- **WHAT YOU NEED TO DO**:
Copy the listing below word for word, from the first line to the last.

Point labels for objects
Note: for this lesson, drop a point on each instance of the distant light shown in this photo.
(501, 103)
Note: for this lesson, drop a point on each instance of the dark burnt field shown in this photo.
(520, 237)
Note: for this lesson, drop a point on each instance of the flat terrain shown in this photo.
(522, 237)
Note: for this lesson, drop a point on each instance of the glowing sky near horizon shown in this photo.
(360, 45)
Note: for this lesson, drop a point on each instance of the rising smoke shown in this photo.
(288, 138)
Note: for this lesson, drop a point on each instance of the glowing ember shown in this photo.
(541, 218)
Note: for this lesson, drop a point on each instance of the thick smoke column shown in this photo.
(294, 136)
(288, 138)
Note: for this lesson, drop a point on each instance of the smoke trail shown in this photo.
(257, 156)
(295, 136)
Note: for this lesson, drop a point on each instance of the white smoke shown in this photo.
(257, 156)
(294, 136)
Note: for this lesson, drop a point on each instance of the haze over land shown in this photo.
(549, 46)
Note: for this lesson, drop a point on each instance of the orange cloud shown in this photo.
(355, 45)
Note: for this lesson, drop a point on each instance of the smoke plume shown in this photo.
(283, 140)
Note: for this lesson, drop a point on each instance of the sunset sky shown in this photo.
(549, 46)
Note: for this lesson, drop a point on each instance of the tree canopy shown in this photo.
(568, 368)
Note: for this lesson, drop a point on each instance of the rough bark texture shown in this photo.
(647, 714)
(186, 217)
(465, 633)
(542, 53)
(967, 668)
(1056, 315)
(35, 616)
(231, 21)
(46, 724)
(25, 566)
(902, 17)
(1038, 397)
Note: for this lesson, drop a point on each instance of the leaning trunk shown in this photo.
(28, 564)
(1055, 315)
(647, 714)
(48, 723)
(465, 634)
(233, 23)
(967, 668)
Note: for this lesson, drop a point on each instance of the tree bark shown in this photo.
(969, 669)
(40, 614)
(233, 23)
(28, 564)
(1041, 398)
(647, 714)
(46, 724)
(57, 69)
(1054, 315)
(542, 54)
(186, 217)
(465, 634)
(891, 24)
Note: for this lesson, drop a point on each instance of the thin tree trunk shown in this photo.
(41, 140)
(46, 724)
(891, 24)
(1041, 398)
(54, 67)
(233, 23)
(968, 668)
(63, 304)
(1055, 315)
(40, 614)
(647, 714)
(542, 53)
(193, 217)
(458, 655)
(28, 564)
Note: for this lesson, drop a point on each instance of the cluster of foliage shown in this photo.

- **SOLUTION TO THIS EXERCISE**:
Note: for this lesson, drop a point on each instance of the distant light shown in this photo.
(501, 103)
Note: for this lesson, drop a point on each instance of the dark burnt field shown in this photo.
(520, 237)
Note: for this lesson, drop a point on each instance of the flat terrain shown in this photo.
(522, 237)
Note: for this lesson, drop a point on each instance of the glowing sky near horizon shown in this photo.
(360, 45)
Note: for this lesson, drop a point on each instance of the rising smoke shown in this photo.
(288, 138)
Note: for this lesson, drop a point on each instance of the glowing ember shown in this photo.
(541, 218)
Note: for this lesson, drop a point on each instance of the thick smoke column shown in this photo.
(294, 136)
(288, 138)
Note: for this lesson, drop a point on each instance of the smoke trail shown in this photo.
(257, 156)
(295, 136)
Note: for this lesson, drop a point on each instance of the white smoke shown in this photo.
(257, 156)
(294, 136)
Note: for this lesson, drop a point on each instance of the haze over land shown in this photo.
(549, 46)
Note: for this lesson, drop a point on each instance of the orange cloud shown in this photo.
(355, 45)
Note: for this lesson, drop a point on each instance of the smoke plume shown in this photo.
(283, 140)
Note: for this lesson, drop a point on each instance of the sunset sky shown in this photo.
(549, 46)
Note: for this lesson, drop a point on each instance of the tree canopy shown in this photo.
(568, 368)
Note: for this lesson, drop a point on each instance of the rough bark texture shown in this photo.
(647, 714)
(186, 217)
(465, 633)
(542, 53)
(967, 668)
(1056, 315)
(35, 616)
(231, 21)
(46, 724)
(25, 566)
(902, 17)
(1038, 397)
Note: for this lesson, drop a point on each instance of the leaning trunk shown in this photo.
(28, 564)
(1055, 315)
(647, 714)
(48, 723)
(465, 634)
(233, 23)
(967, 668)
Note: for this lesson, drop a point on each instance of the tree bark shown in this photo.
(969, 669)
(40, 614)
(233, 23)
(28, 564)
(1041, 398)
(647, 714)
(46, 724)
(57, 69)
(1054, 315)
(542, 54)
(186, 217)
(465, 634)
(891, 24)
Note: for this lesson, drop a point on each instance of the thin tree trunk shown in this photo.
(41, 140)
(46, 724)
(891, 24)
(1041, 398)
(54, 67)
(233, 23)
(968, 668)
(63, 304)
(1055, 315)
(40, 614)
(647, 714)
(542, 53)
(193, 217)
(458, 655)
(28, 564)
Note: for this lesson, drop a point on each instance of the cluster of foliage shown in this photo.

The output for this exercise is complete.